◆ Required work: Copy all of the following data line for line, changing nothing.

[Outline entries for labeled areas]
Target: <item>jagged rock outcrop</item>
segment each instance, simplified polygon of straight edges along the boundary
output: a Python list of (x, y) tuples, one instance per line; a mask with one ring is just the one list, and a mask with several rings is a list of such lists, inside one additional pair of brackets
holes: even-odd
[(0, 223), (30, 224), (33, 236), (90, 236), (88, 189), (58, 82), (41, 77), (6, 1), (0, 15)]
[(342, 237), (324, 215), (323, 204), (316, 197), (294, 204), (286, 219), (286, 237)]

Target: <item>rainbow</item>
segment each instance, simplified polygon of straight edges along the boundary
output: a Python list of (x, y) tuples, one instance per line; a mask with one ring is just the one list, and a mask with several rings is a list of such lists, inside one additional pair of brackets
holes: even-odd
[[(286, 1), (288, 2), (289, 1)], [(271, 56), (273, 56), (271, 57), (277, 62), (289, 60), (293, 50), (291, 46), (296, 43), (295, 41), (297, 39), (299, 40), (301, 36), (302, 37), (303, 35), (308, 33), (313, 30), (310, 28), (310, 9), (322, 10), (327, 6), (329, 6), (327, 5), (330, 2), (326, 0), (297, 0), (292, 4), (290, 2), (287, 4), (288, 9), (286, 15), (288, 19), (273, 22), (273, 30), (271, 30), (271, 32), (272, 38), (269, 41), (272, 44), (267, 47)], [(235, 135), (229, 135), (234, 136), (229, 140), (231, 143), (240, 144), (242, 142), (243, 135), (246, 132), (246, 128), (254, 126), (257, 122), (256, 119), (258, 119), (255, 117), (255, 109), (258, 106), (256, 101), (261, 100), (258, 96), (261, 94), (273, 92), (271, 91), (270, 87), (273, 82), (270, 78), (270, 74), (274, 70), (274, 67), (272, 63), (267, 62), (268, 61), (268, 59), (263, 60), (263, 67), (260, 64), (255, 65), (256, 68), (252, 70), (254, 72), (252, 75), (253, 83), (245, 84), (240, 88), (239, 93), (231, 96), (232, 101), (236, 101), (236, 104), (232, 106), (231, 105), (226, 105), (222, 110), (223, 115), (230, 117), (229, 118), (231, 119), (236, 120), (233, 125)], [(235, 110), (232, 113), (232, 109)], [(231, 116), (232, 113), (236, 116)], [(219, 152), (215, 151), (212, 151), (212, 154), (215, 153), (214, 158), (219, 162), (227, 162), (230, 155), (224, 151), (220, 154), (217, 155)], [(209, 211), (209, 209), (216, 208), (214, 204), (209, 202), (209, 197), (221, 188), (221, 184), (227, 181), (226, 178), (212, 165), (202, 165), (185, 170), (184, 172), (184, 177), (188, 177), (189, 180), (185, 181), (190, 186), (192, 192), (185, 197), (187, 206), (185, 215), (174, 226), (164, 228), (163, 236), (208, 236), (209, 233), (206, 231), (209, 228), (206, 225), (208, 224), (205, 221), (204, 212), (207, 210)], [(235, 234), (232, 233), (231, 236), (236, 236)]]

◆ Solution to the problem:
Target: <item>jagged rock outcrop</item>
segment each instance, simplified polygon of straight edges along the boundary
output: a Python list of (x, y) tuples, one instance per line; a mask with one ring is just the one list, and a mask with several rings is a list of such lists, inside one additional pair of brackets
holes: even-odd
[(0, 223), (30, 224), (33, 236), (90, 236), (88, 189), (58, 82), (41, 77), (6, 1), (0, 15)]
[(342, 237), (324, 215), (323, 204), (316, 197), (294, 204), (286, 219), (286, 237)]

Target: <item>rainbow</item>
segment each instance, simplified polygon of straight edges along the boundary
output: a Python list of (x, y) tuples, one instance per line; a mask with one ring is just the one list, and a mask with several rings is a list of such lists, inside one additional pair of brackets
holes: even-odd
[[(286, 1), (288, 2), (289, 1)], [(271, 56), (273, 56), (271, 57), (277, 62), (289, 60), (293, 50), (291, 46), (296, 43), (295, 41), (297, 39), (299, 40), (301, 36), (302, 37), (303, 35), (308, 33), (313, 30), (310, 28), (310, 9), (322, 10), (327, 6), (329, 6), (327, 5), (330, 2), (326, 0), (297, 0), (292, 4), (290, 2), (287, 4), (288, 9), (286, 15), (288, 19), (273, 22), (273, 30), (271, 30), (271, 32), (272, 38), (269, 41), (272, 44), (267, 47)], [(235, 135), (229, 135), (234, 136), (229, 140), (231, 143), (240, 144), (242, 142), (243, 135), (246, 132), (246, 128), (254, 126), (257, 122), (256, 119), (258, 119), (255, 117), (255, 109), (258, 106), (256, 101), (261, 100), (258, 96), (261, 94), (273, 92), (271, 91), (270, 87), (273, 82), (270, 78), (270, 74), (274, 70), (274, 67), (272, 63), (267, 62), (268, 61), (268, 59), (263, 60), (263, 67), (260, 64), (255, 65), (256, 68), (252, 70), (254, 72), (252, 75), (253, 83), (245, 84), (240, 88), (239, 93), (231, 96), (232, 101), (236, 101), (236, 104), (232, 106), (231, 105), (226, 105), (222, 110), (223, 115), (230, 117), (229, 118), (231, 119), (236, 120), (233, 125)], [(235, 110), (232, 113), (232, 109)], [(231, 116), (232, 113), (236, 116)], [(219, 152), (215, 151), (212, 151), (212, 154), (215, 153), (214, 158), (219, 162), (227, 162), (230, 155), (224, 151), (220, 154), (217, 155)], [(209, 211), (209, 209), (216, 208), (214, 204), (209, 202), (209, 197), (221, 188), (221, 184), (227, 181), (226, 178), (212, 165), (202, 165), (185, 170), (184, 172), (184, 177), (188, 177), (189, 180), (185, 181), (190, 186), (192, 192), (185, 197), (187, 206), (185, 215), (174, 226), (164, 228), (163, 236), (208, 236), (209, 233), (206, 231), (209, 228), (206, 225), (208, 224), (205, 221), (204, 212), (207, 210)], [(235, 234), (232, 233), (231, 236), (236, 236)]]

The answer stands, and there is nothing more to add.